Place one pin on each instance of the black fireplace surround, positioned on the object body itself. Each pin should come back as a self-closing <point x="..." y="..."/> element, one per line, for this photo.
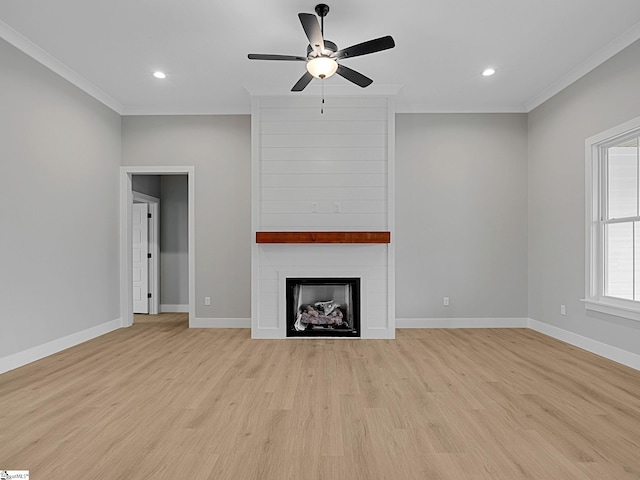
<point x="323" y="307"/>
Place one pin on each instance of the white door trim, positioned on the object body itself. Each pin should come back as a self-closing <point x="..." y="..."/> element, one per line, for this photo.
<point x="154" y="249"/>
<point x="126" y="200"/>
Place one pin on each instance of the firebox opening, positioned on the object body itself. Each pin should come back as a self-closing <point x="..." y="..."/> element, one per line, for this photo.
<point x="323" y="307"/>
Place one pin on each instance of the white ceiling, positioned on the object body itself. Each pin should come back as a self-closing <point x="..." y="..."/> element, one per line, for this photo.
<point x="111" y="48"/>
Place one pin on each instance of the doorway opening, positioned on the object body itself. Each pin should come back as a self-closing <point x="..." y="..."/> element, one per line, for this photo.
<point x="126" y="236"/>
<point x="146" y="253"/>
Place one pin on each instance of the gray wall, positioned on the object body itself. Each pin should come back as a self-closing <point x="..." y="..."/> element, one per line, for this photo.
<point x="606" y="97"/>
<point x="147" y="184"/>
<point x="174" y="240"/>
<point x="59" y="247"/>
<point x="461" y="207"/>
<point x="219" y="147"/>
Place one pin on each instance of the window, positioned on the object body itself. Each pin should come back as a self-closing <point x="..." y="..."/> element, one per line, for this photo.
<point x="613" y="221"/>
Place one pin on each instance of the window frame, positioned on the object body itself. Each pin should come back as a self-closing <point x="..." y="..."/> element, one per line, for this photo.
<point x="595" y="196"/>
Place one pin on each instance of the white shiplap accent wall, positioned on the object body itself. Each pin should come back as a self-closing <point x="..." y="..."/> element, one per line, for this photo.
<point x="330" y="171"/>
<point x="312" y="161"/>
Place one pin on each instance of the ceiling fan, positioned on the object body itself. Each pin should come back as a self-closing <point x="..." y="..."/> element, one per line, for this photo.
<point x="323" y="55"/>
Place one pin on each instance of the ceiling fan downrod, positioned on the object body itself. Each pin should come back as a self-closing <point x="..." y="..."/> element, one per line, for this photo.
<point x="321" y="10"/>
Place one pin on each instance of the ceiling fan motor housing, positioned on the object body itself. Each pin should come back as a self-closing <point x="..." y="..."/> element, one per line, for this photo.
<point x="328" y="45"/>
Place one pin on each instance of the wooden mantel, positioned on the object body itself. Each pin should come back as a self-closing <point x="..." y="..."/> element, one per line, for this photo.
<point x="323" y="237"/>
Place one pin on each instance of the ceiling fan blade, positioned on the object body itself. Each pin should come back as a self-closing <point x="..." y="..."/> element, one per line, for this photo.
<point x="312" y="29"/>
<point x="260" y="56"/>
<point x="303" y="82"/>
<point x="364" y="48"/>
<point x="353" y="76"/>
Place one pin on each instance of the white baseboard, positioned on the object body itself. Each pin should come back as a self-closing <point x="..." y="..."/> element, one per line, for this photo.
<point x="36" y="353"/>
<point x="462" y="322"/>
<point x="168" y="308"/>
<point x="220" y="323"/>
<point x="604" y="350"/>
.....
Reproduce every entry word for word, but omit the pictures.

### Full answer
Place one pin on each instance of the black fireplace surround, positioned on the object body itself. Each pin should come back as a self-closing <point x="..." y="..."/> element, one per line, for this photo.
<point x="323" y="307"/>
Place one pin on each instance of the white door trim, positioned on the object body itself. Each pin should come back as a self-closing <point x="..." y="..."/> element, one per line, for this photo.
<point x="154" y="249"/>
<point x="126" y="200"/>
Place one pin on each instance of the firebox opening, positioned on the object body itself. Each pin should come back as a self-closing <point x="..." y="..."/> element, one per line, for this photo.
<point x="323" y="307"/>
Place one pin on each instance of the white ceiling, positioned on the object body itself. Each pin should come back as a self-closing <point x="..." y="..."/> element, one per line, for this photo.
<point x="111" y="48"/>
Place one pin on each instance of the doorway opening, positioned on the object body itself. Each pin should come back as a self-closing <point x="..." y="..."/> element, one per line, for this photo.
<point x="126" y="236"/>
<point x="146" y="253"/>
Place one pin on each instance of the gray wall, positioned on the object body itself. Each pin should come back as a self-closing <point x="..." y="..."/> element, one per line, for this photo.
<point x="606" y="97"/>
<point x="147" y="184"/>
<point x="174" y="240"/>
<point x="59" y="247"/>
<point x="461" y="207"/>
<point x="219" y="147"/>
Place one pin on each instance of the window, positioned on the object body itself. Each pin should come back as a self-closing <point x="..." y="..."/> element, one per line, for this photo.
<point x="613" y="221"/>
Place one pin on each instance of the window frame, positioned on the object body itself. Each pin should come back as a self-closing <point x="..." y="..."/> element, one per line, for this photo.
<point x="595" y="196"/>
Place one pin on each instance of the white shiplap accent wall, positioned on the object body itself. Each pin should come back as a self-closing <point x="..." y="..."/> element, one per line, for this photo.
<point x="330" y="171"/>
<point x="312" y="161"/>
Place one pin on each instance of the ceiling fan, positioned on the object body itself. Each pin should come back as a self-closing <point x="..." y="..."/> element, one per line, for this photo.
<point x="323" y="55"/>
Place one pin on each instance of the ceiling fan downrod, positioned on the object body itself. Each pin should come back as a self-closing <point x="..." y="..."/> element, one per line, for this photo.
<point x="321" y="10"/>
Place one pin on each instance of the ceiling fan motor housing, positioned on the object body itself. Each pin should come back as a self-closing <point x="..." y="..."/> element, one per line, for this photo.
<point x="328" y="45"/>
Place one pin on each instance of the wooden mantel, positioned on the object body itself. Each pin should come back as a self-closing <point x="..." y="..."/> element, one per line, for this photo.
<point x="323" y="237"/>
Place one pin on each instance of the ceiling fan blade, positioned on the object body itself. Each pin should come back as a self-closing <point x="..." y="..."/> element, one per line, for this photo.
<point x="312" y="29"/>
<point x="260" y="56"/>
<point x="303" y="82"/>
<point x="364" y="48"/>
<point x="353" y="76"/>
Place one pin on each instance of the white baseboard, positioned on the object body itself. Each pin should come back as a self-closing <point x="..." y="..."/> element, one per line, for this photo.
<point x="36" y="353"/>
<point x="462" y="322"/>
<point x="168" y="308"/>
<point x="220" y="323"/>
<point x="604" y="350"/>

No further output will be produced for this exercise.